## Фрагмент документа
_____

Несомненно, белая армия тоже совершала массовые убийства и террор. Смерть нескольких тысяч красных в плену у финского генерала Маннергейма в начале 1918 г., как и концлагеря, в которых новые эстонское и финское правительства держали большевиков, служили предлогом для мести. На юге России под властью белых случались ужасные зверства, хотя нельзя сказать, что они являлись нормой в белой армии, где служило много принципиальных и хорошо образованных офицеров и местная администрация не всегда теряла этические навыки. Такие сумасшедшие садисты, как барон Роман Унгерн-Штернберг, который уничтожал население Монголии, были исключением. Только украинский «анархист» Махно и некоторые казачьи дивизии систематически творили террор, сравнимый с красным.

_____

## Рабочее задание 1
Выпишите из фрагмента о белом терроре отрывок, начинающийся словами «Несомненно, белая армия» и заканчивающийся словами «сравнимый с красным.».
## Рабочее задание 2
Ответьте по фрагменту о белом терроре:
(a) У какого генерала оказались в плену несколько тысяч красных в начале 1918 г.?
(b) Население какой страны уничтожал барон Роман Унгерн-Штернберг?
(c) Кто, помимо некоторых казачьих дивизий, систематически творил террор, сравнимый с красным?

## Исходные данные
_____

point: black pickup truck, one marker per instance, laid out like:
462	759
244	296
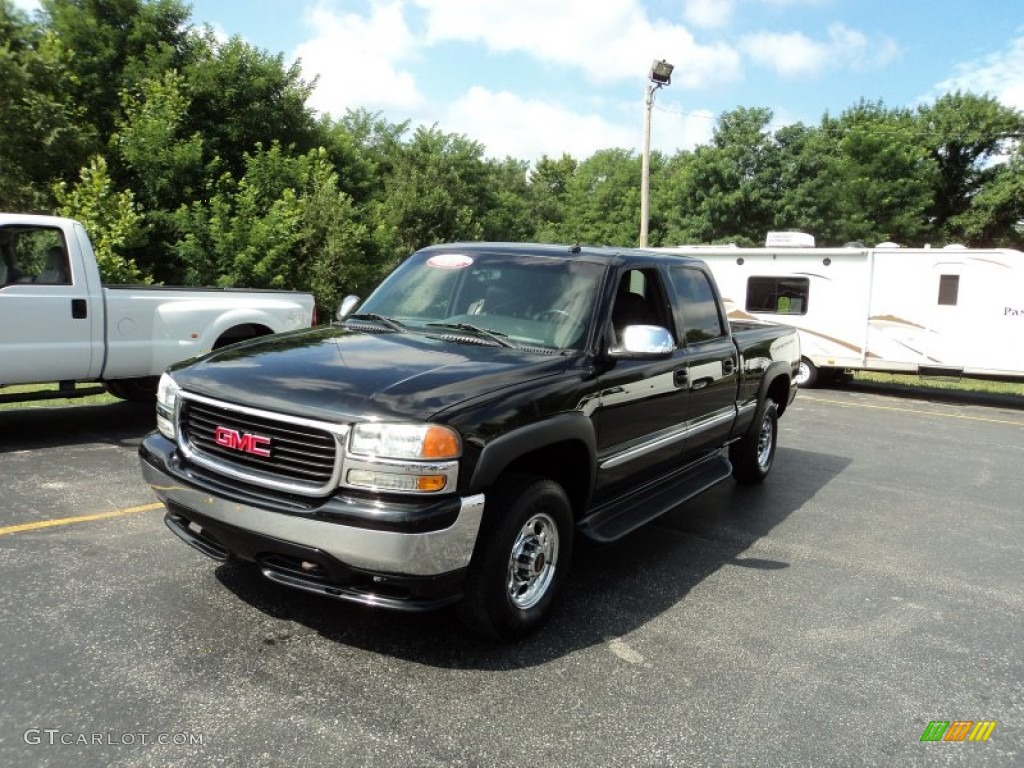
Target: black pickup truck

_____

## Ответ к упражнению 1
Несомненно, белая армия тоже совершала массовые убийства и террор. Смерть нескольких тысяч красных в плену у финского генерала Маннергейма в начале 1918 г., как и концлагеря, в которых новые эстонское и финское правительства держали большевиков, служили предлогом для мести. На юге России под властью белых случались ужасные зверства, хотя нельзя сказать, что они являлись нормой в белой армии, где служило много принципиальных и хорошо образованных офицеров и местная администрация не всегда теряла этические навыки. Такие сумасшедшие садисты, как барон Роман Унгерн-Штернберг, который уничтожал население Монголии, были исключением. Только украинский «анархист» Махно и некоторые казачьи дивизии систематически творили террор, сравнимый с красным.

## Ответ к упражнению 2
(a) У финского генерала Маннергейма.
(b) Монголии.
(c) Украинский «анархист» Махно.